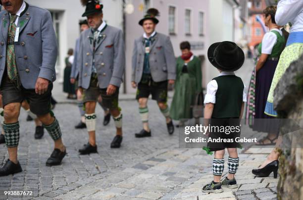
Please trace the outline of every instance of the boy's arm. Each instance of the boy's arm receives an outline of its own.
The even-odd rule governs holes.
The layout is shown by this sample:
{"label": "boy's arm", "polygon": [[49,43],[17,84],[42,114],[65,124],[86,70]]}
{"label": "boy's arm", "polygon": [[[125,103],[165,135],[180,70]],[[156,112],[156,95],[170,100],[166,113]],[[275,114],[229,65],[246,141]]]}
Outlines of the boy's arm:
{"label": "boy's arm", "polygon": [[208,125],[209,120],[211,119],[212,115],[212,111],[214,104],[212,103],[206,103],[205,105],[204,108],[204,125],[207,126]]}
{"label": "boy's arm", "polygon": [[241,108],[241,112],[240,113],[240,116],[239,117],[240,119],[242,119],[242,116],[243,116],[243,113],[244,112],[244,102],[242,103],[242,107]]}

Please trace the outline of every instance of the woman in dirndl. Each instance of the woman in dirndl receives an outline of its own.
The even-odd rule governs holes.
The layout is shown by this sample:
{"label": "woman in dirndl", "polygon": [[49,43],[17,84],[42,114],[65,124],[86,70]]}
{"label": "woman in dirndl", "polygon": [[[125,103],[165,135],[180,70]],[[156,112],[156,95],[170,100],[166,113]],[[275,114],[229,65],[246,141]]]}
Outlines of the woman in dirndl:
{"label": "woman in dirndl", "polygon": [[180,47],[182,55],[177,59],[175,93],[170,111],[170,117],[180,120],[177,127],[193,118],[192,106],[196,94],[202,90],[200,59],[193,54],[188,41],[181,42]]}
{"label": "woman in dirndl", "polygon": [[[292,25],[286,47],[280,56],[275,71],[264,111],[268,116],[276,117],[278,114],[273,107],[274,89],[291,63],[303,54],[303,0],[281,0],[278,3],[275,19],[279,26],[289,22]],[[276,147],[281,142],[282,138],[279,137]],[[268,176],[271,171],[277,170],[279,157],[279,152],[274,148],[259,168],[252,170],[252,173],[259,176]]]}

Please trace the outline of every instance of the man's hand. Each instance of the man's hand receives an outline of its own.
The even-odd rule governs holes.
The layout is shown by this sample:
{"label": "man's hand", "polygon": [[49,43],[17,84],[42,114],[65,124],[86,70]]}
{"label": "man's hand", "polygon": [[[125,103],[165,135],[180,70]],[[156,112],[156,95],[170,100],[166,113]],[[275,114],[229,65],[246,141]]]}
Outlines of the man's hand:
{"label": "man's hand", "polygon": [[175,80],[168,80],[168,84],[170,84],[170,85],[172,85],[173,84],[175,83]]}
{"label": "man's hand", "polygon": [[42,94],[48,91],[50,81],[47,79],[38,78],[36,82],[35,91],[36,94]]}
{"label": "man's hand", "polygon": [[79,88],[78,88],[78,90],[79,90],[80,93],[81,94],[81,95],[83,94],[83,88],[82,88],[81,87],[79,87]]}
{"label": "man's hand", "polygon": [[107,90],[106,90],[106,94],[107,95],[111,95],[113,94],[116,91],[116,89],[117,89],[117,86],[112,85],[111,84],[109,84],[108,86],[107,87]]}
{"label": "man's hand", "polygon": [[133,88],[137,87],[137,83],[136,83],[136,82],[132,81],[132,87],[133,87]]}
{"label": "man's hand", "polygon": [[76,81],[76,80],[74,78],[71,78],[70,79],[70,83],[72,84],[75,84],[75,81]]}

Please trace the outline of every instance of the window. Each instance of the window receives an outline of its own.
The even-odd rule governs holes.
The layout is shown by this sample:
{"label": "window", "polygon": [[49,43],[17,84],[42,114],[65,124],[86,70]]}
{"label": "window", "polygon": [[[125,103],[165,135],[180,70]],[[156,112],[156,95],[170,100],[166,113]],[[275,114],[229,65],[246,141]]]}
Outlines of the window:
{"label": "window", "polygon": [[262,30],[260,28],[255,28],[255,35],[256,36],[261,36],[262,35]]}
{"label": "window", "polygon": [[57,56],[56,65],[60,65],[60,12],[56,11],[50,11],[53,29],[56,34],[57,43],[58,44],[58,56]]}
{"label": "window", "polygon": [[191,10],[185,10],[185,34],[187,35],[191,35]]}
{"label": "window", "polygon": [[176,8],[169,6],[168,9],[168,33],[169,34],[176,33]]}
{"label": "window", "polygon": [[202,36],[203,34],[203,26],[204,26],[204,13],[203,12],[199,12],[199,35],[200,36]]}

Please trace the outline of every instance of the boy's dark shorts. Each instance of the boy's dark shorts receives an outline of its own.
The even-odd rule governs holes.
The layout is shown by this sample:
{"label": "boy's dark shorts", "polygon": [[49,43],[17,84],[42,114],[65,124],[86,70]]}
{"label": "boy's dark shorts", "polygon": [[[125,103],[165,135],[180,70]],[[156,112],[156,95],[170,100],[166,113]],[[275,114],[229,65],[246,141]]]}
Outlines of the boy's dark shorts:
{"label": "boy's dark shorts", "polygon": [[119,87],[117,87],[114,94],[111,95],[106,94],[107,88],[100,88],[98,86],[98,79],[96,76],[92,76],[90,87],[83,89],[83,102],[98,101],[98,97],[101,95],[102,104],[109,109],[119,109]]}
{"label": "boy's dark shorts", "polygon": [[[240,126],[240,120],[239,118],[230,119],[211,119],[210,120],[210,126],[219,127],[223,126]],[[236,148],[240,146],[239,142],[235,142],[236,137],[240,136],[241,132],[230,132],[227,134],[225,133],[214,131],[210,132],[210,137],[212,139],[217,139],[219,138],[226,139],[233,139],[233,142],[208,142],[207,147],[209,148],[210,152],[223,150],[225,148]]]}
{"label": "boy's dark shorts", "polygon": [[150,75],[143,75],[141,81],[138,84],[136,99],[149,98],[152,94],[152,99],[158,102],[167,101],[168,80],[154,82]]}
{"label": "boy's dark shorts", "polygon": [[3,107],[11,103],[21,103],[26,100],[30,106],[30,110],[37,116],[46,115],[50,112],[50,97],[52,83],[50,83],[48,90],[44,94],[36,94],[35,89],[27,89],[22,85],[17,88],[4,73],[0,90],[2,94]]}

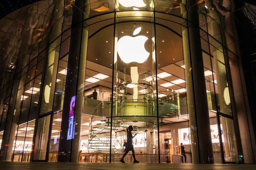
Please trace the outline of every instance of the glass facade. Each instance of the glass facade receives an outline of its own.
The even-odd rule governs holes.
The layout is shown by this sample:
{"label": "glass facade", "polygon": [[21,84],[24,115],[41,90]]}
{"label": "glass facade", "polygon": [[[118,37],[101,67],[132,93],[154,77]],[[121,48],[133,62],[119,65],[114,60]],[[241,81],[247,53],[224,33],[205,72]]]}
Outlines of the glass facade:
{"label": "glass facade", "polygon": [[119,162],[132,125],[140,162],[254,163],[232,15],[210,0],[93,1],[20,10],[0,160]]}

----

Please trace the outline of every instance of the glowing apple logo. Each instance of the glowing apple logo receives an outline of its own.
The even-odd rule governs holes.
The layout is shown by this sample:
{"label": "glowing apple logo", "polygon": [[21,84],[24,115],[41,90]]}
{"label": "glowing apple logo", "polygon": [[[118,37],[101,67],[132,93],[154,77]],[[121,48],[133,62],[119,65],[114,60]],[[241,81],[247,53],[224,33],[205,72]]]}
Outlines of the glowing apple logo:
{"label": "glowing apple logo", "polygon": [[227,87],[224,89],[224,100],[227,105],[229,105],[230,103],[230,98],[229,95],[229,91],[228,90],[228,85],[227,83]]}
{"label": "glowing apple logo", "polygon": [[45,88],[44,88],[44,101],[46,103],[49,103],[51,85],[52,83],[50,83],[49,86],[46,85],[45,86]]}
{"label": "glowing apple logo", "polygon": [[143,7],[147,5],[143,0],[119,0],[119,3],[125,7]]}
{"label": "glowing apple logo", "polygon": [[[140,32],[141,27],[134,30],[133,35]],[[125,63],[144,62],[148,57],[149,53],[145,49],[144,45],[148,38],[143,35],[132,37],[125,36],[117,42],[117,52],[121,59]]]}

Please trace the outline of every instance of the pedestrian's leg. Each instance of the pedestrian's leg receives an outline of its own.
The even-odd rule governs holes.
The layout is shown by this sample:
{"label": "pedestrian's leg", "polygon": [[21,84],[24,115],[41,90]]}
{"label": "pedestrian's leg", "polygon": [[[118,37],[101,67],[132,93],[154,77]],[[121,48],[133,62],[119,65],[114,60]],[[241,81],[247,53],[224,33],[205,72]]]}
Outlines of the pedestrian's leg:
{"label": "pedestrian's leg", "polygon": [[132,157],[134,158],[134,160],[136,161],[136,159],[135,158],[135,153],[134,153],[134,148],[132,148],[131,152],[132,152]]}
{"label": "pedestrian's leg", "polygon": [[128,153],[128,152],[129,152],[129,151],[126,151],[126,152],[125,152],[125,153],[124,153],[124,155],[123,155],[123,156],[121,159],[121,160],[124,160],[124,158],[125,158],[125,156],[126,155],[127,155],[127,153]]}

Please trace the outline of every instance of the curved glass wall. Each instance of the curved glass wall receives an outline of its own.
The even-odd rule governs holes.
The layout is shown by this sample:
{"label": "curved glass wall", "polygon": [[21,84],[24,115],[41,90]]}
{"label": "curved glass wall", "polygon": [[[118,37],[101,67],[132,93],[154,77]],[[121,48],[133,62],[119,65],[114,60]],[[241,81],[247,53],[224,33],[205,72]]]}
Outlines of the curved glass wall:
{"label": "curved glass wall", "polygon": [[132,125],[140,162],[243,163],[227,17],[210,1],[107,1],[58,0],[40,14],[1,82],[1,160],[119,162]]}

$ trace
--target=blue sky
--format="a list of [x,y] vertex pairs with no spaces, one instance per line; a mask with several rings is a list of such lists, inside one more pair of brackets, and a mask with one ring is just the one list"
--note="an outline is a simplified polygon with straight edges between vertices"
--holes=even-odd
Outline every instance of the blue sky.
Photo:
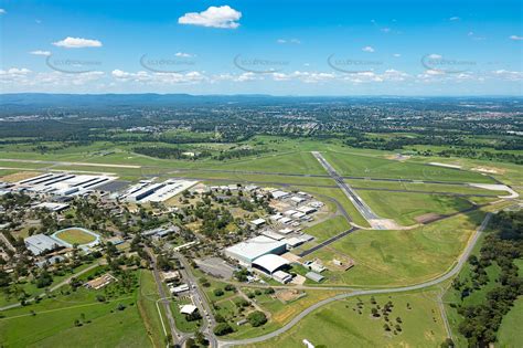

----

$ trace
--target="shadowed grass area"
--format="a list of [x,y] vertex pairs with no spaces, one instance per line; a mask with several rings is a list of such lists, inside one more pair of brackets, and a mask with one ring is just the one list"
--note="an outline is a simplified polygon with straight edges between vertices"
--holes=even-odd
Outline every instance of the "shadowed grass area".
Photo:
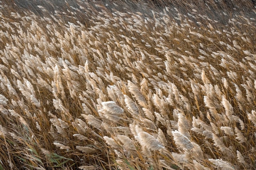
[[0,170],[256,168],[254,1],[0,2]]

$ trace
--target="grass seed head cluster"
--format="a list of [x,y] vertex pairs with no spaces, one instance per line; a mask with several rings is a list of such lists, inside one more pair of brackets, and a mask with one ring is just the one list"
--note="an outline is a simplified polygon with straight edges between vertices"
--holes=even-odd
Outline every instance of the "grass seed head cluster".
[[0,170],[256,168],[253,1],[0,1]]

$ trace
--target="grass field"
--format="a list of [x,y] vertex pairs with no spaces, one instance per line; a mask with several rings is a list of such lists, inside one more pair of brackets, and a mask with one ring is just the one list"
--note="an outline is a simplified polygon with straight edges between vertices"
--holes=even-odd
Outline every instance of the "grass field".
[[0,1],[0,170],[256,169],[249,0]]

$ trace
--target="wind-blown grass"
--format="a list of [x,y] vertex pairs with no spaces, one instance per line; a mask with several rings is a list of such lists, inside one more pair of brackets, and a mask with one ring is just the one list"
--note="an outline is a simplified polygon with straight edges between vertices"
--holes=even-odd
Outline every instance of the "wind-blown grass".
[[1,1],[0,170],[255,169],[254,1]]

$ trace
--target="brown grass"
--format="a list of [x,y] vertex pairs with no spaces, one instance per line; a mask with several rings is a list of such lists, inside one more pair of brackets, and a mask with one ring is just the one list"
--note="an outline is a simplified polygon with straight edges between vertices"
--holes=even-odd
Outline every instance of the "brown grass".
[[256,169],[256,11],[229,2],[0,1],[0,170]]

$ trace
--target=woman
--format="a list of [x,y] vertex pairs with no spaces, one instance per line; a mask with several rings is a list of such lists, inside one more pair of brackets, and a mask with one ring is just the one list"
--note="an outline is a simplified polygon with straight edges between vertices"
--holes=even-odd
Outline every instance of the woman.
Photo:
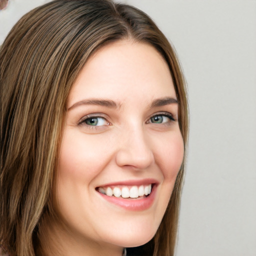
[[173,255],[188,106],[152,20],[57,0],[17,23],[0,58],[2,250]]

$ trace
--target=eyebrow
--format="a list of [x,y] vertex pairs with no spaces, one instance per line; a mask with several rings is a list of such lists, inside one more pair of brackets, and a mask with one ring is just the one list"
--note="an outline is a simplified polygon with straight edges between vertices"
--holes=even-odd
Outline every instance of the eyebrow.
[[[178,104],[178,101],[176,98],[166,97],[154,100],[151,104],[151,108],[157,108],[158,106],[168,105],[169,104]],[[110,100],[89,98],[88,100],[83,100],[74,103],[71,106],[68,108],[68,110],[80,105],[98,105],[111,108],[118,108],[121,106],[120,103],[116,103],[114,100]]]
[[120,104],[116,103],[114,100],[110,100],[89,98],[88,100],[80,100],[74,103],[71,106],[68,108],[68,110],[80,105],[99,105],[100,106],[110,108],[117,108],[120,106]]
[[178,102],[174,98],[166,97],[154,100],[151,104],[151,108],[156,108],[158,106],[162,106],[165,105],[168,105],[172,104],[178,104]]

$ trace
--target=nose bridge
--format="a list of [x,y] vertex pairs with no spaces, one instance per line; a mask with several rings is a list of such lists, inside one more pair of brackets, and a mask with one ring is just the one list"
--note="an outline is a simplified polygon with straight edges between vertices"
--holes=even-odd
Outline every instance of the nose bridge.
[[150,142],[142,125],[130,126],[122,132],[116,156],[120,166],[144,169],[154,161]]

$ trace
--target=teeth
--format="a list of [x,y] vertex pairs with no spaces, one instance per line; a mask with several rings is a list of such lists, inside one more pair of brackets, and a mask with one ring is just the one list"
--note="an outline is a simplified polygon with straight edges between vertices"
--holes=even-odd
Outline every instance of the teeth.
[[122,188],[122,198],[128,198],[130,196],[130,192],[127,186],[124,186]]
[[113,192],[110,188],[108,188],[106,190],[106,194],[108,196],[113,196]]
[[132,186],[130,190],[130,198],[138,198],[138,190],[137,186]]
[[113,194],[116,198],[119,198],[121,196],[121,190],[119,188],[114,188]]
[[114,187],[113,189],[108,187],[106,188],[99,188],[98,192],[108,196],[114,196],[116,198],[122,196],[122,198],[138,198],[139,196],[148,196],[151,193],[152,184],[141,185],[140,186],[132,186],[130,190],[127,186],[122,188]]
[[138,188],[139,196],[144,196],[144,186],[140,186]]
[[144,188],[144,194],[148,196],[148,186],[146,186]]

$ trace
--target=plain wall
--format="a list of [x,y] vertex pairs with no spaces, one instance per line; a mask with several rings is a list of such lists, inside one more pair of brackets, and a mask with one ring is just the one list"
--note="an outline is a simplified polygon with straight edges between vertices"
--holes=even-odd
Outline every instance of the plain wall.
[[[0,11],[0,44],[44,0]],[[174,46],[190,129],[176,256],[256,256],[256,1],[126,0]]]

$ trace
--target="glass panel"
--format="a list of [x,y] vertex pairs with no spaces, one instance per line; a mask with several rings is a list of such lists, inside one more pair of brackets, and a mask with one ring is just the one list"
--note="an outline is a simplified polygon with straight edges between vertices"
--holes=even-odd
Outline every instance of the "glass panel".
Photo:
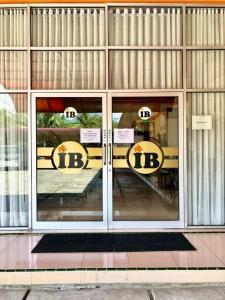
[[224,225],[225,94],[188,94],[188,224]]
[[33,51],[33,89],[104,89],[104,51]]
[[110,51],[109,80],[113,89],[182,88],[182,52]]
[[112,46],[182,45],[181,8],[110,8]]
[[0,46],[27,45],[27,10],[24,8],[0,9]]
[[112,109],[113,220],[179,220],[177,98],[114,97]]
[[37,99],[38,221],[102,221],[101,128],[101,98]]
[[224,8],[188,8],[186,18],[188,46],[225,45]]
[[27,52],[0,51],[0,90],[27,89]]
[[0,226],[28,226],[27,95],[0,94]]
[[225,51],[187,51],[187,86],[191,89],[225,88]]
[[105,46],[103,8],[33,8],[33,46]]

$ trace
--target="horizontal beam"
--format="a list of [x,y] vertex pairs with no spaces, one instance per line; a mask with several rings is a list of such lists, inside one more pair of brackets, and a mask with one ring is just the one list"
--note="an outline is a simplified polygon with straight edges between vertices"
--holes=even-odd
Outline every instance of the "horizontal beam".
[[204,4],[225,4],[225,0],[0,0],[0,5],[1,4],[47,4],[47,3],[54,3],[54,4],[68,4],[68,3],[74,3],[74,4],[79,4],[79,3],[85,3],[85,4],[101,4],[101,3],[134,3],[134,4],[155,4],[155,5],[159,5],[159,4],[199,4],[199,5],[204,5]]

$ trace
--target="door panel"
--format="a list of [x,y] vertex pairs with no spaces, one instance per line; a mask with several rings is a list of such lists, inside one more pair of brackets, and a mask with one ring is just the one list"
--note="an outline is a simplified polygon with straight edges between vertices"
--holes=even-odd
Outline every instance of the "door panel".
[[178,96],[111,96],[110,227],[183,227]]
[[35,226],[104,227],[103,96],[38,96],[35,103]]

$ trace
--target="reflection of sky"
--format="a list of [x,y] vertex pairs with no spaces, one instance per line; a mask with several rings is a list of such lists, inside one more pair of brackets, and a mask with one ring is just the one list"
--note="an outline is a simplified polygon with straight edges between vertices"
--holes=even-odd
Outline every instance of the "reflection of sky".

----

● Exercise prompt: Return every line of the items above that contains the string "cluster".

● Result of this task:
--target="grass seed head cluster"
Outline every instance of the "grass seed head cluster".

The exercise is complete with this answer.